# The problem
Rewrite the listing below, replacing "put a dot on" with "mark" everywhere and changing nothing else. Leave the pictures out of your answer.

# Raw data
-- start --
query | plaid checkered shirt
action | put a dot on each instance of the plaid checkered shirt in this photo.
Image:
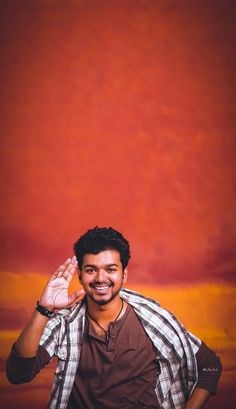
(175, 350)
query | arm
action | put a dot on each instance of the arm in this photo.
(54, 296)
(209, 371)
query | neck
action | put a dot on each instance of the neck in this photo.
(106, 312)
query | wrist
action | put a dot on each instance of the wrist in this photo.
(45, 311)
-- end --
# Result of this task
query | plaid checkered shirt
action | mark each instance of the plaid checkered shirt in this photo.
Image:
(175, 350)
query | arm
action | mark each instance of the arm in this photo.
(54, 296)
(209, 371)
query | neck
action | mark each instance of the neck in this photo.
(106, 312)
query | wrist
action | mark each instance of the wrist in this photo.
(45, 311)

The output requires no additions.